**WHAT NEEDS TO BE DONE**
The entries below should be copied exactly and completely.

**Natural language region descriptions**
▶

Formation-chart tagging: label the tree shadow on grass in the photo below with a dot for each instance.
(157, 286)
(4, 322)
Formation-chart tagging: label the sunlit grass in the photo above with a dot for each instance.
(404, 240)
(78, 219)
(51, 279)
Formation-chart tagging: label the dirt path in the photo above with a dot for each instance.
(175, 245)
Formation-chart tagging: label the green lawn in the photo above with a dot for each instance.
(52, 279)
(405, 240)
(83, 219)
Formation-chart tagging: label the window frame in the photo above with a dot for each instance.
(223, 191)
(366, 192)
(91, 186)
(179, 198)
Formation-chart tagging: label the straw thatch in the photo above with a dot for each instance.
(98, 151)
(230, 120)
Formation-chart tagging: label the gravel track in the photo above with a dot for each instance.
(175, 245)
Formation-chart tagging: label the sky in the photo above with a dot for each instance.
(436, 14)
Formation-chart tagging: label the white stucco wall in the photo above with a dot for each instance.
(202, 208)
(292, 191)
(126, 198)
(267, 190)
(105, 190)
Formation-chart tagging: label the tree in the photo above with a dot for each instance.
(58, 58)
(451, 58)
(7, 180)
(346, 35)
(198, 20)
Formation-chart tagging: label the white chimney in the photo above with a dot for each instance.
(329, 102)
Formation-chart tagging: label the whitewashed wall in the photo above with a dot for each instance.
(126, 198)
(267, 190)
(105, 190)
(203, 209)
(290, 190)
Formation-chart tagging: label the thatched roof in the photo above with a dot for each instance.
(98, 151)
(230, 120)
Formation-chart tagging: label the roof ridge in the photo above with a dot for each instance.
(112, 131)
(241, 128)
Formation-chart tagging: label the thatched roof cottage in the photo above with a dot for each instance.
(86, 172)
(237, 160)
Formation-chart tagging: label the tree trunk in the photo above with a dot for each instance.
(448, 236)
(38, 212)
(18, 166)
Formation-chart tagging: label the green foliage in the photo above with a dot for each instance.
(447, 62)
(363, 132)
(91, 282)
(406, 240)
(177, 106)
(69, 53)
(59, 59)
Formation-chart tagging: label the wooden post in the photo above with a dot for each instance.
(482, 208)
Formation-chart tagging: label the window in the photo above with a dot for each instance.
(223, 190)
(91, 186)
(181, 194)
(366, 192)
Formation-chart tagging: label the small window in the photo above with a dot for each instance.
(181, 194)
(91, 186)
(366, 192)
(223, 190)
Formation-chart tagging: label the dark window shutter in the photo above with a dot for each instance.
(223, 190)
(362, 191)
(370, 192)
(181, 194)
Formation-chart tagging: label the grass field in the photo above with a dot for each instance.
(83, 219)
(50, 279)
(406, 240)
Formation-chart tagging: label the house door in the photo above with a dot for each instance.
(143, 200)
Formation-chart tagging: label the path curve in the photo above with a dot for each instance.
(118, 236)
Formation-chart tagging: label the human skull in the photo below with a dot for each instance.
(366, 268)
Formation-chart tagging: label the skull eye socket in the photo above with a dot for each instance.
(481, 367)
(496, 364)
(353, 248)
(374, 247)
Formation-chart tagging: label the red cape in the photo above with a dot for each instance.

◀

**COMPLETED TASK**
Formation-chart tagging: label the tree shadow on grass in the photo below with a dot for each instance.
(157, 286)
(4, 322)
Formation-chart tagging: label the sunlit grass in the photo above with a dot for each instance.
(404, 240)
(78, 219)
(51, 279)
Formation-chart tagging: label the dirt path in the photo above with a dot for each instance.
(175, 245)
Formation-chart tagging: label the green lawn in the photo above with a dot for each instance.
(52, 279)
(405, 240)
(83, 219)
Formation-chart tagging: label the window frame in the photo above with a dot for each instance.
(223, 191)
(366, 192)
(91, 186)
(179, 198)
Formation-chart tagging: label the straw thatch in the photo above with a dot for each instance.
(98, 151)
(230, 120)
Formation-chart tagging: label the gravel track in the photo above with a dot for each instance.
(175, 245)
Formation-chart tagging: label the sky in the photo above with a dot for each instance.
(436, 14)
Formation-chart tagging: label the white stucco wall in the photo above with a dot for each instance.
(202, 208)
(292, 191)
(126, 198)
(267, 190)
(105, 190)
Formation-chart tagging: label the tree in the photo above with a dot for each instance.
(58, 58)
(451, 58)
(7, 180)
(346, 35)
(198, 20)
Formation-chart tagging: label the white chimney in the photo above with a dot for each instance.
(329, 102)
Formation-chart tagging: label the whitewashed wall in the photo above with a dot for each instance.
(126, 198)
(267, 190)
(105, 190)
(203, 209)
(290, 190)
Formation-chart tagging: label the thatched roof in the photo above with a dot for each instance.
(98, 151)
(230, 120)
Formation-chart tagging: label the roof ridge in the photo above with a dot for each instance.
(112, 131)
(241, 128)
Formation-chart tagging: label the thatched roof cottage in the photo above with a dot for each instance.
(86, 172)
(237, 160)
Formation-chart tagging: label the tree trunk in the photo above with a dot for each instance.
(448, 236)
(38, 212)
(18, 166)
Formation-chart tagging: label the green foliage in the photo above with a dot for each instance.
(447, 62)
(363, 132)
(91, 282)
(406, 240)
(177, 106)
(69, 53)
(59, 59)
Formation-chart tagging: label the wooden post in the photo above with a dot for each instance.
(482, 208)
Formation-chart tagging: label the window in the photo above with a dot for each instance.
(223, 190)
(91, 186)
(181, 194)
(366, 192)
Formation-chart tagging: label the small window in the photo above with a dot for each instance.
(181, 194)
(91, 186)
(366, 192)
(223, 190)
Formation-chart tagging: label the dark window shutter in the photo above with a dot for each instance.
(223, 190)
(362, 191)
(370, 192)
(181, 194)
Formation-chart tagging: label the grass field in the photo above with a dot for each instance.
(83, 219)
(50, 279)
(406, 240)
Formation-chart tagging: label the house door in the photo above with a dot for each instance.
(143, 200)
Formation-chart tagging: label the path curve in the photo above with a dot for each instance.
(118, 236)
Formation-chart tagging: label the human skull in the photo below with a dot for each instance.
(366, 268)
Formation-chart tagging: label the skull eye socket in the photo above with a dot for each instance.
(481, 367)
(496, 364)
(353, 248)
(374, 247)
Formation-chart tagging: label the red cape in the photo above with a dot for each instance.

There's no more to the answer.